## Extract
++++++

Combined Probability Test for Sectoral Progression of the Circumpapillary Retinal Nerve Fiber Layer Thickness.

PURPOSE

Optical coherence tomography has become a widely used tool to assess structural changes at the optic nerve head and the peripapillary retina. Often, global analyses are supplemented with sectoral analyses, but it is unclear how to control specificity as trend analyses are conducted on a larger number of sectors. We introduce a random permutation analysis for a combined probability test of progression in circumpapillary retinal nerve fiber layer (cpRNFL) thickness applied to different number of sectors.

METHODS

A series of seven cpRNFL scans were extracted for 428 eyes of 255 patients with glaucoma from the DIGS/ADAGES dataset. The combined probability test was run for 2k sectors, where k = 0, ⋯, 8 in addition to the maximum possible number of pixels, 768. Positive rates were derived for specificity ranging from 100% to 85%.

RESULTS

At 95% specificity, the positive rate for 768 pixels was 41% [37%, 46%]. The positive rates for global thickness, and for 12 sectors, were statistically significantly smaller (28% and 35%, respectively). Positive rates remained at the observed maximum until the number of sectors fell below 128.

CONCLUSIONS

The permutation of cpRNFL thickness profiles makes it possible to detect highly localized change in cpRNFL profiles from optical coherence tomography.

TRANSLATIONAL RELEVANCE

Glaucoma-related changes in the optic nerve fiber layer are often localized rather than global. Permutation analysis provides a framework to detect such changes without sacrificing specificity.

++++++

[Natural-language descriptions of regions]

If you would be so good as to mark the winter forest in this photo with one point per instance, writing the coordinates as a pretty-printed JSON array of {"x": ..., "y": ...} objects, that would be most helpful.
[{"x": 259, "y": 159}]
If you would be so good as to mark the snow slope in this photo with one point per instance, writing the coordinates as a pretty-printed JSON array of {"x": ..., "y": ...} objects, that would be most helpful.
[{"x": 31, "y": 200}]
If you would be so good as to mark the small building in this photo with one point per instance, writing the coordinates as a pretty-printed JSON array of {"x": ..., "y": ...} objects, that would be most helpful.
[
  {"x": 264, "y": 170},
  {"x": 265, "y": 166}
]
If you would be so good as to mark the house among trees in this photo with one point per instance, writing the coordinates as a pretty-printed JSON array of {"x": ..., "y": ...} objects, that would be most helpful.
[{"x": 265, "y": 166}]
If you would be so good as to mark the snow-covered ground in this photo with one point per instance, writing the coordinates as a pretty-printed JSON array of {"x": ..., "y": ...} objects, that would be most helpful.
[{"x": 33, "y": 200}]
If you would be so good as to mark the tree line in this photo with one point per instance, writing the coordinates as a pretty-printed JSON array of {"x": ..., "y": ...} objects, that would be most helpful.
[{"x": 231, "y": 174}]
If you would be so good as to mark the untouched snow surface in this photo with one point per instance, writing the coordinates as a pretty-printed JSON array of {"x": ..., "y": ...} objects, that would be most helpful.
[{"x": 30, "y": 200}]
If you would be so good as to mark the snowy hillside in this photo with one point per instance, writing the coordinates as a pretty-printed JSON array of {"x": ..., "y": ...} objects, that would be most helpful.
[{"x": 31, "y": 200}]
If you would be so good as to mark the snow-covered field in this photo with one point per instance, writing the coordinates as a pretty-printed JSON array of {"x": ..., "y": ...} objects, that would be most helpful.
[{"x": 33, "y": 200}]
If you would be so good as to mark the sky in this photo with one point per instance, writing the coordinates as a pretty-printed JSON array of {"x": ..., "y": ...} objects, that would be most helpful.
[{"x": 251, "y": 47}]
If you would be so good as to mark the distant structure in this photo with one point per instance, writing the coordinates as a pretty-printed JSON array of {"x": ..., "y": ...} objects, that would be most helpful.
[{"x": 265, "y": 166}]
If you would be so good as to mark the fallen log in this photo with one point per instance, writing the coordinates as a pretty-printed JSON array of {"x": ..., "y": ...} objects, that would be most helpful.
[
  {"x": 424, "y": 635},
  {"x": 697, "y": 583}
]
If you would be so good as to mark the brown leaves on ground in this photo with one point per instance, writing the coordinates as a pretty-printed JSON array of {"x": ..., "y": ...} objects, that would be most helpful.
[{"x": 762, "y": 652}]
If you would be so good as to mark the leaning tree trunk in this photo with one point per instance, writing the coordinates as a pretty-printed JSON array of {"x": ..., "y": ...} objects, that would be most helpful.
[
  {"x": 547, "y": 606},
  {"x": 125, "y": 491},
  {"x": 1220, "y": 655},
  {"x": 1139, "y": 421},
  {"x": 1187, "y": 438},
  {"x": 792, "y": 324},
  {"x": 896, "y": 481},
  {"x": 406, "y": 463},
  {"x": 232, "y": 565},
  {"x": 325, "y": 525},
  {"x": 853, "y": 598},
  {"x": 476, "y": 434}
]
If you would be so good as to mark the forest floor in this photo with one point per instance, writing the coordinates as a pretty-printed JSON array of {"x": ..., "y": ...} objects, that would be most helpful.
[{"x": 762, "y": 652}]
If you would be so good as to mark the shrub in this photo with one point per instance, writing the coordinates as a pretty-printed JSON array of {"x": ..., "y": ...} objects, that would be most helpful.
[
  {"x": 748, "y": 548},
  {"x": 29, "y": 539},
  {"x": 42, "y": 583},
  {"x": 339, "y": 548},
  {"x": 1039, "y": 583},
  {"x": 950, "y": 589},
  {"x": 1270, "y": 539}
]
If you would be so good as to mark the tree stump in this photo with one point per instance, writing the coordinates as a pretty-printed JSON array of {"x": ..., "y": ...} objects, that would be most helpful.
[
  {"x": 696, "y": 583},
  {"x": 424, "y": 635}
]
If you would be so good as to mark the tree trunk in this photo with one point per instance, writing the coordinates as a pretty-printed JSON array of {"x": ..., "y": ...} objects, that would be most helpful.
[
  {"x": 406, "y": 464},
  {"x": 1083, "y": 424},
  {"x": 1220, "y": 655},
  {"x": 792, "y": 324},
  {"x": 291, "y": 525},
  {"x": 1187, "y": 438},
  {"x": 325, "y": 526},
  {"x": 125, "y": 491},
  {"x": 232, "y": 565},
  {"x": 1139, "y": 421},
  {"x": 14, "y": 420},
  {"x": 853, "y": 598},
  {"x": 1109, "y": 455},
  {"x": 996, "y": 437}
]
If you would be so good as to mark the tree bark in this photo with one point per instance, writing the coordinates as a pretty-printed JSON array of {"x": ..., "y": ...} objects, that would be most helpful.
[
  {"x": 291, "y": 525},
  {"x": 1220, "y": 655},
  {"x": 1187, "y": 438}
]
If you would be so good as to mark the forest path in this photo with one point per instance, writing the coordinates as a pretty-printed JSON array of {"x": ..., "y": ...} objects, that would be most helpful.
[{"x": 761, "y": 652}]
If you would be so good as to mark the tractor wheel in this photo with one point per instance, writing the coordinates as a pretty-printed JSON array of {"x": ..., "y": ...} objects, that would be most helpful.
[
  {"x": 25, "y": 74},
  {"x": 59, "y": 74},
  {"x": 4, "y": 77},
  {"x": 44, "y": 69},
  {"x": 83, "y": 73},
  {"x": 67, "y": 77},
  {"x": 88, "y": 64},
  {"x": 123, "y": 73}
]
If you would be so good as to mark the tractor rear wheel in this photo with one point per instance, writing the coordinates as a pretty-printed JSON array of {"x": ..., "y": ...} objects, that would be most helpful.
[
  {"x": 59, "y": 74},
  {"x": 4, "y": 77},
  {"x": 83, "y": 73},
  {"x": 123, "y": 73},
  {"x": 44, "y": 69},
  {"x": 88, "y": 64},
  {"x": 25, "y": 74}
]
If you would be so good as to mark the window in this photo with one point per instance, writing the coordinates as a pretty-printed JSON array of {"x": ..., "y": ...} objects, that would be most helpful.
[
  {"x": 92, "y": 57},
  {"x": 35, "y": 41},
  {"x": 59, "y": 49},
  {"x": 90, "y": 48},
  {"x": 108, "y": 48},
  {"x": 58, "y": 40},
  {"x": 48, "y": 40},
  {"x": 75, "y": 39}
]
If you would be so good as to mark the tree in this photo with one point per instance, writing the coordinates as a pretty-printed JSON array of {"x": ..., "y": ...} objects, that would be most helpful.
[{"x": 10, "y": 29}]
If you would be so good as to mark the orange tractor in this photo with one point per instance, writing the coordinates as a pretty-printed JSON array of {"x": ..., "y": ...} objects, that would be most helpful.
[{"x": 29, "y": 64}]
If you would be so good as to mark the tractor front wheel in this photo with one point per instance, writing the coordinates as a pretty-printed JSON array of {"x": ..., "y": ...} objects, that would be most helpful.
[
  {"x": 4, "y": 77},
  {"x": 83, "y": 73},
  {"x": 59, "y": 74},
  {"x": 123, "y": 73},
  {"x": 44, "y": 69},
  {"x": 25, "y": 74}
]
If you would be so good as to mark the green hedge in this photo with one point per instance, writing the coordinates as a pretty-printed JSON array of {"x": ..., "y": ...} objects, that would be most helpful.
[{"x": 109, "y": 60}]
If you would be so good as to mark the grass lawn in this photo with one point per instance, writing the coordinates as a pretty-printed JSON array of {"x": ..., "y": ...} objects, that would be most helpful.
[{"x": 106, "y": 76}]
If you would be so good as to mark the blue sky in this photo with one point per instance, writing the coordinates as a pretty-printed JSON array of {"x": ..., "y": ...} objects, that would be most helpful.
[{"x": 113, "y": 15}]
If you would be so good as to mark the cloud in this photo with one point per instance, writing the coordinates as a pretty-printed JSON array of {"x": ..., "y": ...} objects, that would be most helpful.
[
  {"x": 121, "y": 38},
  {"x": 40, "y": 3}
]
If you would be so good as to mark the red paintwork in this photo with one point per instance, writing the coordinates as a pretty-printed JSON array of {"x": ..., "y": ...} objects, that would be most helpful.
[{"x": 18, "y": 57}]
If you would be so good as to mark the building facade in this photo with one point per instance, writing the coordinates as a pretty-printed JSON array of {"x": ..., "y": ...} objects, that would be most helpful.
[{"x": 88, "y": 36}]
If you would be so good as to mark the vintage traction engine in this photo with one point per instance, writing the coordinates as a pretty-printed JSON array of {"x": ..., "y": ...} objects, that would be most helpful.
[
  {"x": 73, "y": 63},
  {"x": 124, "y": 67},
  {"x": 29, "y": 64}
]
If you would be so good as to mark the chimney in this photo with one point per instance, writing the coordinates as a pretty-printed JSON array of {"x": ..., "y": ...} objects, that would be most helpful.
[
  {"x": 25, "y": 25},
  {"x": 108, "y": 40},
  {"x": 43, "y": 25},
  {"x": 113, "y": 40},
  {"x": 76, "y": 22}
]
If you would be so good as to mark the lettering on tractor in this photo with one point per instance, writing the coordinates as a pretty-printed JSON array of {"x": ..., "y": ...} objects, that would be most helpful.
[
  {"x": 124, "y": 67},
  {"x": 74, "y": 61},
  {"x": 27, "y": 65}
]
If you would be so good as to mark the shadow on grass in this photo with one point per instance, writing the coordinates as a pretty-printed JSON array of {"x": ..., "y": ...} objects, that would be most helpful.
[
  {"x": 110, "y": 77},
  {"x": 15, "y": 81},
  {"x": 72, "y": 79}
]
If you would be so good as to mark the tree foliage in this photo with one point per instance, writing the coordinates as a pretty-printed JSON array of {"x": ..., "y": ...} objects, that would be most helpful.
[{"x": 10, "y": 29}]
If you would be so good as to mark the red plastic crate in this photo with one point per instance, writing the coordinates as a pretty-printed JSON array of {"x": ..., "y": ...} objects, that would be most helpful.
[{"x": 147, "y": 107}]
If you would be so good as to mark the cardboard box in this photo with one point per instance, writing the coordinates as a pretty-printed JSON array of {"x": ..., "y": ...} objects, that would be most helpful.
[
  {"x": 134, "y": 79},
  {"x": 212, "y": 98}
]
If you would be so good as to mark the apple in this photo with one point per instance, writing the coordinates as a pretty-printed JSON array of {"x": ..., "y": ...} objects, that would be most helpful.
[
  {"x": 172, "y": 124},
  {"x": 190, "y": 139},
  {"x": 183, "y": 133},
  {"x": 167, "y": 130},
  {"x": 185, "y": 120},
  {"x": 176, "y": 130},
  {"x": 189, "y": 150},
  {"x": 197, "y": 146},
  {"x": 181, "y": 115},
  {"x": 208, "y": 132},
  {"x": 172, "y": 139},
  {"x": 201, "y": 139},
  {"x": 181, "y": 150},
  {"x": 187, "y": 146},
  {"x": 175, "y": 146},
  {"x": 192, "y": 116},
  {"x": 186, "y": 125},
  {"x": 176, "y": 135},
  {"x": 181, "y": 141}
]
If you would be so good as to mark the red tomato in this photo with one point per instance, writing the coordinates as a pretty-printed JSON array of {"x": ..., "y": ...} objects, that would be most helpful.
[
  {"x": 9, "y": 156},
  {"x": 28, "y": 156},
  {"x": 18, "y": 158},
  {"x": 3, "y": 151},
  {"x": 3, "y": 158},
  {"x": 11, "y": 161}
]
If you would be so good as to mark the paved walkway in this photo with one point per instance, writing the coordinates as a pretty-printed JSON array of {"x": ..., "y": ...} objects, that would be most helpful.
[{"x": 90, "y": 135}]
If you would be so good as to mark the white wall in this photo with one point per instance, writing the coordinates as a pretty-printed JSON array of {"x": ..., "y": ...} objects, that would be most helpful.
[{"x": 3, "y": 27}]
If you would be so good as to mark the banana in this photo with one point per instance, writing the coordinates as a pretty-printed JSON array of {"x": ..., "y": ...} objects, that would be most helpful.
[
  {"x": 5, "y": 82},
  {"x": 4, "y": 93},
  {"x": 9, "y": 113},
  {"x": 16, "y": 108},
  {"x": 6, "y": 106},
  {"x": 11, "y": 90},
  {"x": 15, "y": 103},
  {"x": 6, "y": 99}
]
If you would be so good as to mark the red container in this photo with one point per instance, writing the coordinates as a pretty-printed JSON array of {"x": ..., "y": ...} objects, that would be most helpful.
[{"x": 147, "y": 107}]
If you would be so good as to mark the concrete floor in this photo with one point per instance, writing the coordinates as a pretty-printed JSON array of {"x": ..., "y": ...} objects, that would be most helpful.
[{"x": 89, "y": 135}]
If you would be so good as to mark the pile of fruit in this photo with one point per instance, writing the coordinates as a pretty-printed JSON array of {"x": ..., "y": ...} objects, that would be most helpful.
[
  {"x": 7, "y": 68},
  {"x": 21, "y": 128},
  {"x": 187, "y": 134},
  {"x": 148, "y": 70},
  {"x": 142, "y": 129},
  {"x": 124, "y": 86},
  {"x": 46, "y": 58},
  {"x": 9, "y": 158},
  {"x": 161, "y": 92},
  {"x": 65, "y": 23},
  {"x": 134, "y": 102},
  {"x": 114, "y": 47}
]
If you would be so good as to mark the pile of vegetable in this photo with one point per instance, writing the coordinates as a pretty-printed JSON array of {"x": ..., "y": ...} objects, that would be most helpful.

++++++

Copy out the passage of the glaucoma abstract word for word, starting at "CONCLUSIONS" and ending at "without sacrificing specificity.".

CONCLUSIONS

The permutation of cpRNFL thickness profiles makes it possible to detect highly localized change in cpRNFL profiles from optical coherence tomography.

TRANSLATIONAL RELEVANCE

Glaucoma-related changes in the optic nerve fiber layer are often localized rather than global. Permutation analysis provides a framework to detect such changes without sacrificing specificity.